▸ **Trecho**:
────────────────

Lúcio Lambranho
Para conseguir os R$ 6,6 bilhões pedidos por parlamentares do governo e da oposição, recorde entre todas as emendas apresentadas ao orçamento de 2008, o Ministério do Turismo (MTur) convenceu deputados e senadores a ignorarem as novas regras para a tramitação da proposta orçamentária, aprovadas ainda no final de 2006.
Os “alvos” dos assessores da ministra Marta Suplicy foram os presidentes de comissões temáticas da Câmara e do Senado, que não têm atuação direta na área turística.
A Resolução nº 1 de 2006, de autoria do deputado Ricardo Barros (PP-PR), restringiu os ministérios para os quais as comissões permanentes do Congresso poderiam propor emendas. Mas a regra não resistiu às promessas de empenho (pagamento das emendas) e destino eleitoral do novo programa da pasta, batizado de Turismo Social no Brasil.

────────────────

▸ **Informações fornecidas**:
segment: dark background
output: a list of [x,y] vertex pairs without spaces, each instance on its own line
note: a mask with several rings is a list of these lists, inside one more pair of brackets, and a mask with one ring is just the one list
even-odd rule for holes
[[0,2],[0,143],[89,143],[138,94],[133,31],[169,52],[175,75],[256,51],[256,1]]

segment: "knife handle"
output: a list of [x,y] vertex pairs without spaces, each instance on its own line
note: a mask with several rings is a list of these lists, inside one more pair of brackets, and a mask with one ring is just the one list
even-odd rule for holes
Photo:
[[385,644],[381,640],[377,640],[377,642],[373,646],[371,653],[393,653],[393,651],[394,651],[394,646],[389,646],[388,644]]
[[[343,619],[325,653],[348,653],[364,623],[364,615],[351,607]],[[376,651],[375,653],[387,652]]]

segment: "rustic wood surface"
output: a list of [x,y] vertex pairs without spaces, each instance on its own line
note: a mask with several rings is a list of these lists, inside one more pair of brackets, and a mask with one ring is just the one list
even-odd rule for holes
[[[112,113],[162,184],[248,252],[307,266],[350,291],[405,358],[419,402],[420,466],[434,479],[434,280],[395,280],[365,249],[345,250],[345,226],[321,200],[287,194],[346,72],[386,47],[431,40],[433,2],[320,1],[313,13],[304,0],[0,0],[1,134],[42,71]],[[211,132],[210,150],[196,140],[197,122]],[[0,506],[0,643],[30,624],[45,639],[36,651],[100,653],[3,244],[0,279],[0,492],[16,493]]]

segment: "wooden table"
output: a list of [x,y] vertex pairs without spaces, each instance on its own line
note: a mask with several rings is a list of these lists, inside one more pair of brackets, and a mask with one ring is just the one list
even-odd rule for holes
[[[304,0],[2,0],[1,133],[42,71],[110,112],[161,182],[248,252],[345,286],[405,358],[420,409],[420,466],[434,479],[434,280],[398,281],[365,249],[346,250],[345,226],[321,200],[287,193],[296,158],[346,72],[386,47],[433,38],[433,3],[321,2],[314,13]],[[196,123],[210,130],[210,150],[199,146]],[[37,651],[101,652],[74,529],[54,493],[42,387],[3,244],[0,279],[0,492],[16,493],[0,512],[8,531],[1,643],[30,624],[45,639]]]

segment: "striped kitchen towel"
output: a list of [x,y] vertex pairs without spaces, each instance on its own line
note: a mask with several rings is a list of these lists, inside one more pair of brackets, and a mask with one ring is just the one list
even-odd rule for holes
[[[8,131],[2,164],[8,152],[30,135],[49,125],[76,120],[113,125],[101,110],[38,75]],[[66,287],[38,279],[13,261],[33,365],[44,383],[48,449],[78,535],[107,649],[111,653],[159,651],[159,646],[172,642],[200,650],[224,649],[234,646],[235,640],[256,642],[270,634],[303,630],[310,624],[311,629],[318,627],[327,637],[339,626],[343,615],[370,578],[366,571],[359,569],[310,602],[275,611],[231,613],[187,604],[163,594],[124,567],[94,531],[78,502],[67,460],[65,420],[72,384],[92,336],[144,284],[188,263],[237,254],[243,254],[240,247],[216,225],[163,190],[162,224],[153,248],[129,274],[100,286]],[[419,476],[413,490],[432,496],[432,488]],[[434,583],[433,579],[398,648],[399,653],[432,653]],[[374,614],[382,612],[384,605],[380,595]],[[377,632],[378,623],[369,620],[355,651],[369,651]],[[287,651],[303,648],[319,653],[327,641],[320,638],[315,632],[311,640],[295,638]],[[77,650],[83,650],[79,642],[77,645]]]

────────────────

Escreva a continuação do trecho sobre as emendas do Ministério do Turismo ao orçamento de 2008, a partir de onde ele termina. As entradas não têm nenhum papel nesta tarefa.

O caso mais emblemático é o da Comissão de Trabalho, Administração e Serviço Público da Câmara. Comandado pelo PTB do deputado Nelson Marquezelli (SP), o colegiado pediu uma emenda de R$ 300 milhões para o Turismo Social no Brasil, que tem o slogan “Uma viagem pela inclusão”. Pela resolução, a comissão só poderia emendar para os ministérios do Trabalho, da Previdência Social e do Planejamento.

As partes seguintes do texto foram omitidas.